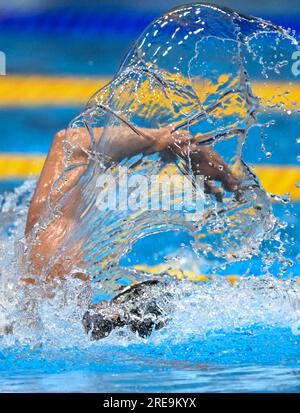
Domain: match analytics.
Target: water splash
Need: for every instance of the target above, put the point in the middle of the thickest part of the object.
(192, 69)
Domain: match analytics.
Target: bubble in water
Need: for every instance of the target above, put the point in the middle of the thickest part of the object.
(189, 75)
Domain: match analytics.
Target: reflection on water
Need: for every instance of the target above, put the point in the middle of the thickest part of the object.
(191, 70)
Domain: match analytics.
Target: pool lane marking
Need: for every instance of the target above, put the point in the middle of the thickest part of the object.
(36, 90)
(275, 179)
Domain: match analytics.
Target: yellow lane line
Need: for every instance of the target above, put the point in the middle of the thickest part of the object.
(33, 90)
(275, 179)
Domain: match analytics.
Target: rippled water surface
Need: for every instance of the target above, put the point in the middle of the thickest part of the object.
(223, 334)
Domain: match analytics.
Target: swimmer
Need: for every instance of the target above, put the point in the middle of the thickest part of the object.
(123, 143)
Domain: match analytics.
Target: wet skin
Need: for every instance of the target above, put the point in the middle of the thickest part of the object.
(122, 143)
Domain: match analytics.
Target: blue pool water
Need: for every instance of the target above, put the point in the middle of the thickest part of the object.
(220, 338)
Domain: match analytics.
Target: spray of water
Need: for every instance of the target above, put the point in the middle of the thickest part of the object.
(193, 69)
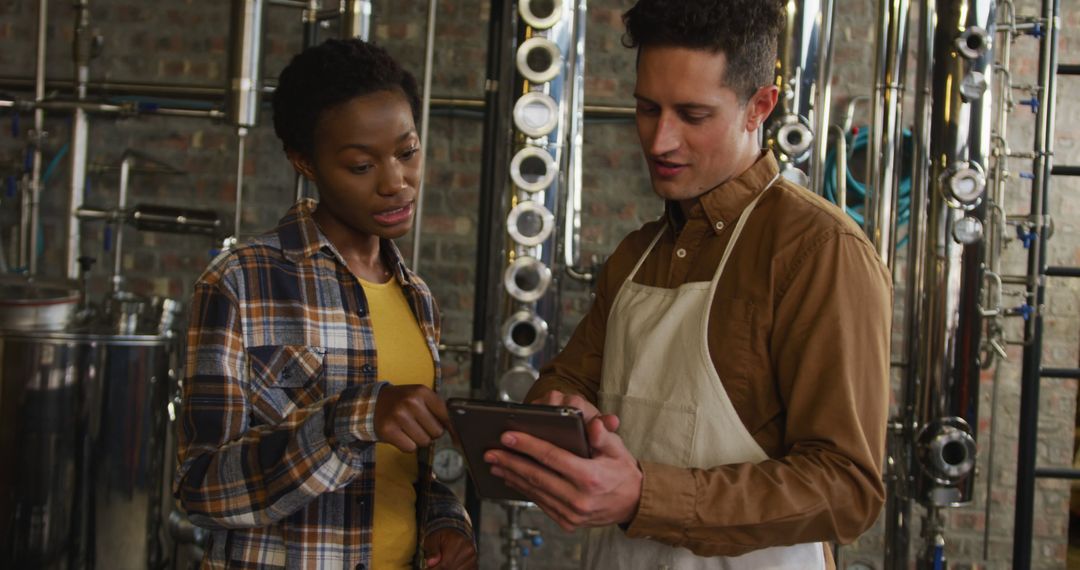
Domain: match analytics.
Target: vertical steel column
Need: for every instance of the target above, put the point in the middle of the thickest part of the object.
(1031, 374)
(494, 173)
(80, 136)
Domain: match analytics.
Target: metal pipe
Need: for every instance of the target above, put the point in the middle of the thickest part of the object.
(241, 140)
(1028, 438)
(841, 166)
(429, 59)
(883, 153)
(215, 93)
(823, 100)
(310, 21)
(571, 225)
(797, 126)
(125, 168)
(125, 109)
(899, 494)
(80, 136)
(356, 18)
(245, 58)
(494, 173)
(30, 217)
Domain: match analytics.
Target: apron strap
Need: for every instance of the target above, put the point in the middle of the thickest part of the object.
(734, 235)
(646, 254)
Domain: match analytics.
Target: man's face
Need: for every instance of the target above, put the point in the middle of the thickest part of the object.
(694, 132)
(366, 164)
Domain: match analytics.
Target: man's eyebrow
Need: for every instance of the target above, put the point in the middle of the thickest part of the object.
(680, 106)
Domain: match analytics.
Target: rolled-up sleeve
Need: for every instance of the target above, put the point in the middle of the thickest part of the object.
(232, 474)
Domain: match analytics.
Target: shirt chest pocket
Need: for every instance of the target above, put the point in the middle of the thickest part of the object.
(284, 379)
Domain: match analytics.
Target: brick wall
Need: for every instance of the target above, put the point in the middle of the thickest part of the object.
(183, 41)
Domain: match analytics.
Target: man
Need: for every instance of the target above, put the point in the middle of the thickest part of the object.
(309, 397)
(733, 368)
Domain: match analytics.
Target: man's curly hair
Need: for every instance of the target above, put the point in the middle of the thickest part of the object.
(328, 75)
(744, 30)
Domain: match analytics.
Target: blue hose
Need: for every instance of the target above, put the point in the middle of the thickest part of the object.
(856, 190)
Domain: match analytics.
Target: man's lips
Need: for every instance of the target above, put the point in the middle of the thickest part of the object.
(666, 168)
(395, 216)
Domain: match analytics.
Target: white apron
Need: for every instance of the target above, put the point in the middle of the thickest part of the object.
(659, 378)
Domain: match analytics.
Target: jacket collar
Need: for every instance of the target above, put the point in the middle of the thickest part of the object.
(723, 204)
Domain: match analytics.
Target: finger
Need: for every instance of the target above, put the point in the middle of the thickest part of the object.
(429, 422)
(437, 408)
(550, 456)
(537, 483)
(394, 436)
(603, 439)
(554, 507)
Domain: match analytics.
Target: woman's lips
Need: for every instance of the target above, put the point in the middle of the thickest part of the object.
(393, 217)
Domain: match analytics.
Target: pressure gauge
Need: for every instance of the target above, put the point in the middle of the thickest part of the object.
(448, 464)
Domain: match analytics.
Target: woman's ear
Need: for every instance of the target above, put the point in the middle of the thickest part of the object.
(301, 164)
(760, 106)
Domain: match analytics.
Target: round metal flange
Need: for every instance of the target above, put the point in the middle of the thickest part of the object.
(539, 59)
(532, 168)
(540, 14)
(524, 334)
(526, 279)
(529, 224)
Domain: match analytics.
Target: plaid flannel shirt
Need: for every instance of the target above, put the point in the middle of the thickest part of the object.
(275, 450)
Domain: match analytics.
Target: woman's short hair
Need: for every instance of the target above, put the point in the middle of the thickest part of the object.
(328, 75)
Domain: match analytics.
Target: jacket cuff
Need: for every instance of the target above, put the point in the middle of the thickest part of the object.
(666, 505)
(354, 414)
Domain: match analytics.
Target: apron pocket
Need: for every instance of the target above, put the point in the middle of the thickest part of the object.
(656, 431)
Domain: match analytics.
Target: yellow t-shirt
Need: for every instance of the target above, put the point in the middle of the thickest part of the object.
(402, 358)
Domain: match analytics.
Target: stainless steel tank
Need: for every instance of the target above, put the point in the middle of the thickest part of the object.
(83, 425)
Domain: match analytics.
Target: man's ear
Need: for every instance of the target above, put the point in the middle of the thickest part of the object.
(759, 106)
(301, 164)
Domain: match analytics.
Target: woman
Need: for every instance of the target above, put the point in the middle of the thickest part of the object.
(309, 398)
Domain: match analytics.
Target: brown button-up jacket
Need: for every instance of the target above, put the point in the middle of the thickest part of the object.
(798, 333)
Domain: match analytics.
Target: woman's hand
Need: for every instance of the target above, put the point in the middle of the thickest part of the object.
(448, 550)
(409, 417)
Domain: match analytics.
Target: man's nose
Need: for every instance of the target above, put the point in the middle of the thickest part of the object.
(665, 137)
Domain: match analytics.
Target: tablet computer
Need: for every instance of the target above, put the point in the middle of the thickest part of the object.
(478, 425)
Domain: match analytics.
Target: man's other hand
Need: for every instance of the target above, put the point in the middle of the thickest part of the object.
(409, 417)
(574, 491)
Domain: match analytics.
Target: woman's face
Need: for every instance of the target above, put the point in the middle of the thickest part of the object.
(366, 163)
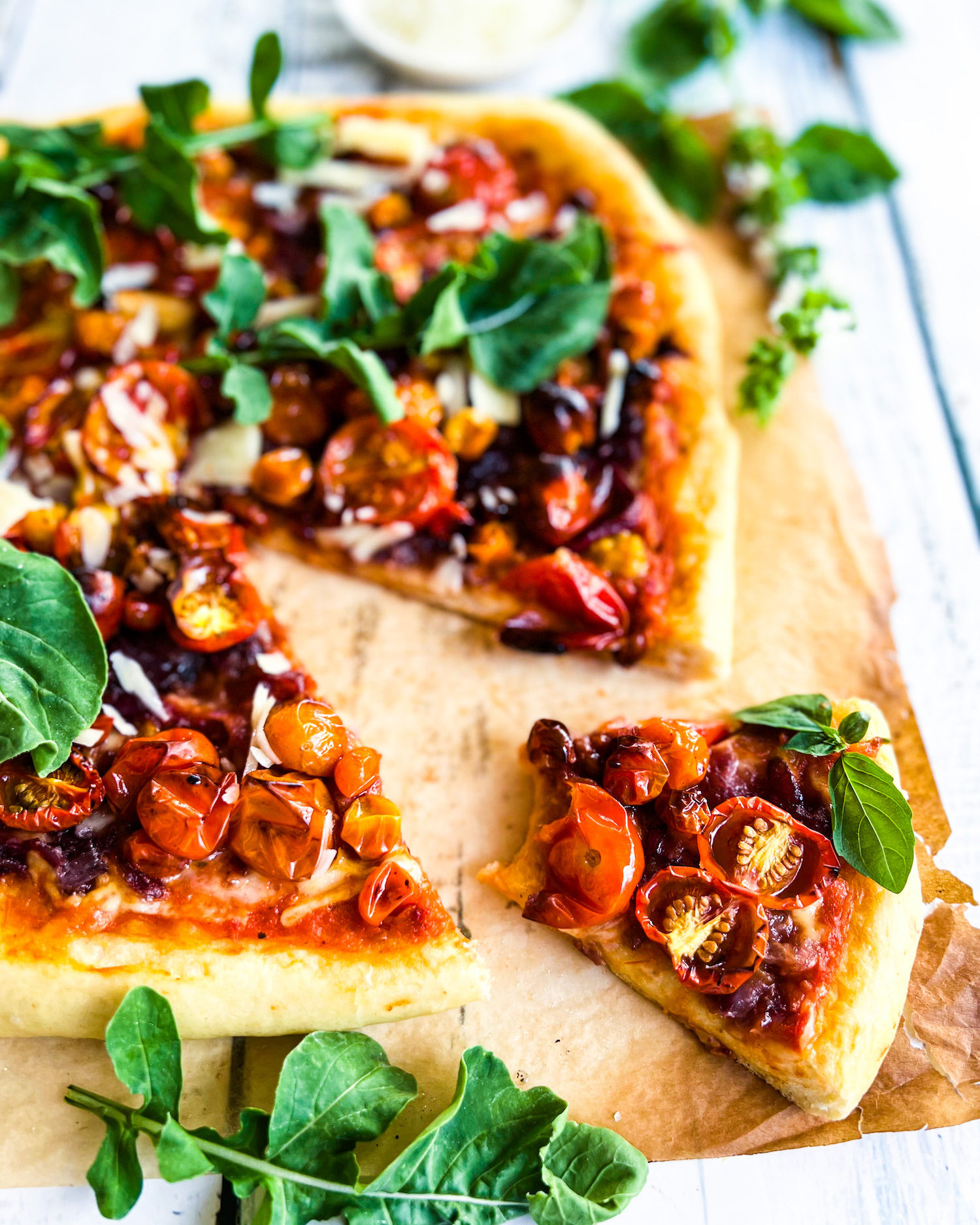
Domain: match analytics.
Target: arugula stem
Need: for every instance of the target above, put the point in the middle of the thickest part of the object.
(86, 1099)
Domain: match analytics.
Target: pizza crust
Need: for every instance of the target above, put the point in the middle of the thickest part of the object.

*Exercise task*:
Output the records above exactly as they are, leaving out the pictures.

*Exercise solution*:
Domain: match analytics.
Target: water splash
Need: for every instance of the target above, put the point in the middle of the thickest part of the object.
(192, 69)
Domain: match analytics.
Target: bubble in water
Need: for every instance of the target above, put the point in the middle of the thickest part of the object.
(189, 75)
Domain: match analytics.
Target: reflection on water
Need: for every instance of the target above, put the point in the middle of the thickest part of the object.
(191, 70)
Domain: match analytics.
Target: pool lane marking
Need: for every instance of the target above, put the point in the middle of the thickest part of the object.
(36, 90)
(275, 179)
Domain: match analytics.
Target: yellow lane line
Need: for every instance of the target above, put the point in the middle of the thickest part of the object.
(33, 90)
(275, 179)
Domain: match analytics.
Target: rippled water surface
Need: for every instance of the target above, put the point in the middle of the thickest part of the object.
(223, 334)
Domain: match analytics.
Target: swimmer
Need: for every instance of the target above, put the point in the middle of the thickest part of the object.
(123, 143)
Domain: match analytics.
Target: wet skin
Need: for every instance of the target above, put the point in the middle of the thickest part of the object.
(122, 143)
Domain: match analytics.
Target: blue pool water
Need: for every instance of the target above, put the point in the middle of the thickest part of the object.
(220, 338)
Domain: match analytics.
Target: spray of water
Need: for every instance of the target above, put the point in the middle of the thickest part of the object.
(193, 69)
Domain: match analytics.
Target: vertical steel column
Need: for every instance of the target above, put the point in the middle of the thickest part of the object.
(1031, 374)
(494, 173)
(80, 136)
Domain: match analytics.
Target: metal pipe
Need: for every instance of the target above, put the point in the middle of the thickest part of the object.
(241, 140)
(1028, 438)
(841, 166)
(429, 59)
(883, 153)
(215, 93)
(823, 100)
(310, 21)
(571, 225)
(797, 126)
(125, 168)
(125, 109)
(899, 494)
(80, 136)
(356, 18)
(245, 58)
(494, 173)
(30, 217)
Domain: match analytics.
Target: apron strap
Need: for every instance of the target above, put the point in the middle of the thickest part of the object.
(734, 235)
(646, 254)
Domain: match analytics.
Target: man's face
Need: for every instance of the target above, put the point in the middle of the thickest part of the object.
(694, 132)
(366, 164)
Domain: match analytics.
Target: man's eyebrow
Need: for every instance of the target above, put the point in the middle of the thickest part of the object.
(680, 106)
Domain: match analytics.
Target: rolled-up sleeve
Need: for every instance of the target above, put the point in the middle of the thickest part of the object.
(232, 474)
Domain: match analytics.
Target: shirt chest pocket
Need: for every instance of the target above, put the point in the middle of the thickest part of the object.
(284, 379)
Domain: match analytics.
Target: brick wall
Need: for every instance of the target above, put the point in the middle of the thickest part of the object.
(183, 41)
Domain: match analytics.
Target: man
Need: for every instance of the target above, put the point in the middle of the thickest part of the object.
(309, 397)
(733, 368)
Domain: match analytics.
Target: man's curly hair
Need: for every instance of the target above, put the point in the middle of the thickest part of the object.
(328, 75)
(744, 30)
Domain: match analytics.
Target: blue hose
Need: for every instance of the target above, put the point in the middle of the thickest part of the object.
(856, 190)
Domain: match analytics.
Target: man's lips
Need: for every instance of the target above, put the point in the middle of the thickest part of the object.
(666, 168)
(395, 216)
Domain: match analytics.
Target: white apron
Need: for every instance of the target above, put the point in the middle of the thickest part of the object.
(659, 378)
Domain: match analytics.
Target: jacket collar
Need: for every instance of the target above, put the point in the middle of the thickest part of the object.
(723, 204)
Domain: match analytics.
Target: finger
Need: for every instance of the target above, put the point in the middle of the thickest part of the object.
(429, 422)
(437, 408)
(550, 456)
(537, 483)
(394, 436)
(603, 439)
(554, 507)
Domain: match analytics.
Target: woman's lips
Need: for every instance of the target above, put the point in the middle of the thickest part of the object.
(393, 217)
Domain: match analytics.
Target: pressure gauge
Need: for every instance of the target above, put the point in the middle of the thickest part of the object.
(448, 464)
Domain: match analytics.
Target: woman's ear
Need: for every instance of the target above, put the point in the middle of the thickest part of the object.
(301, 164)
(760, 106)
Domain: match analytics.
Target: round metal flange
Need: for every instance of the target above, put the point in the middle of the thickest part of the object.
(539, 59)
(532, 168)
(540, 14)
(524, 334)
(526, 279)
(529, 224)
Domain: match analytics.
Target: plaid flannel shirt
Need: for every instance of the target above, put the point in the middle of the thickest part of the object.
(275, 450)
Domain: match analytics.
Target: woman's short hair
Need: for every instance of the target above, put the point in the middle of the thickest part of the object.
(328, 75)
Domain: match analytics.
Target: jacket cuff
Need: for every instance of the target above, put the point in the middle of the thickest part of the object.
(666, 505)
(354, 414)
Domain: match analytics.
Target: apron pocket
Need: for every instance of the target above, put the point in the middle of the thickest part of the object.
(656, 431)
Domain: match analytics.
Target: yellow t-shirt
Need: for every instance of the target above, put the point in the middle of the thickest part of the object.
(402, 358)
Domain: match analytics.
Target: stainless steel tank
Need: for every instance of the target above, put the point in the middle of the thickest part of the object.
(83, 425)
Domain: match analytics.
Target: man's ear
Need: for every instance of the target above, put the point in the middle of the thickest part of the object.
(759, 106)
(301, 164)
Domain: match analytics.
Target: woman
Need: for every instance of the target above, put the point in the middle of the thickest part of the object.
(309, 398)
Domain: match analytics.
Target: brown button-up jacket
Need: for every instance of the target above, put the point in the middle of the thickest part of the object.
(798, 333)
Domain: match analytics.
Target: woman's hand
Need: for every instance of the target above, put the point in the middle of the thickest part of the object.
(448, 550)
(409, 417)
Domain: match analytics.
Target: man's nose
Need: for every instance of the target above, put the point in the middle of the thickest part of the object.
(665, 137)
Domain: match analytics.
Target: tablet computer
Need: for every instance of the target above, put the point in the middle of the thickest part of the object.
(478, 425)
Domain: match analytics.
Target: man's other hand
Need: for every instance of the target above, put the point in the middle of the thickest part of the object.
(409, 417)
(574, 491)
Domain: match analytics.
Target: woman's face
Need: for every instance of the target above, put the point in the middle of the thickest part of the object.
(366, 163)
Domain: match analytics.
Target: arugula stem
Need: for every instance of the target above, put the point in the middle of the thickest part of the object.
(86, 1099)
Domain: match analytics.
Target: pizza crust
Need: for every instance of the target above, put the point in the middle of the thickest part of the object.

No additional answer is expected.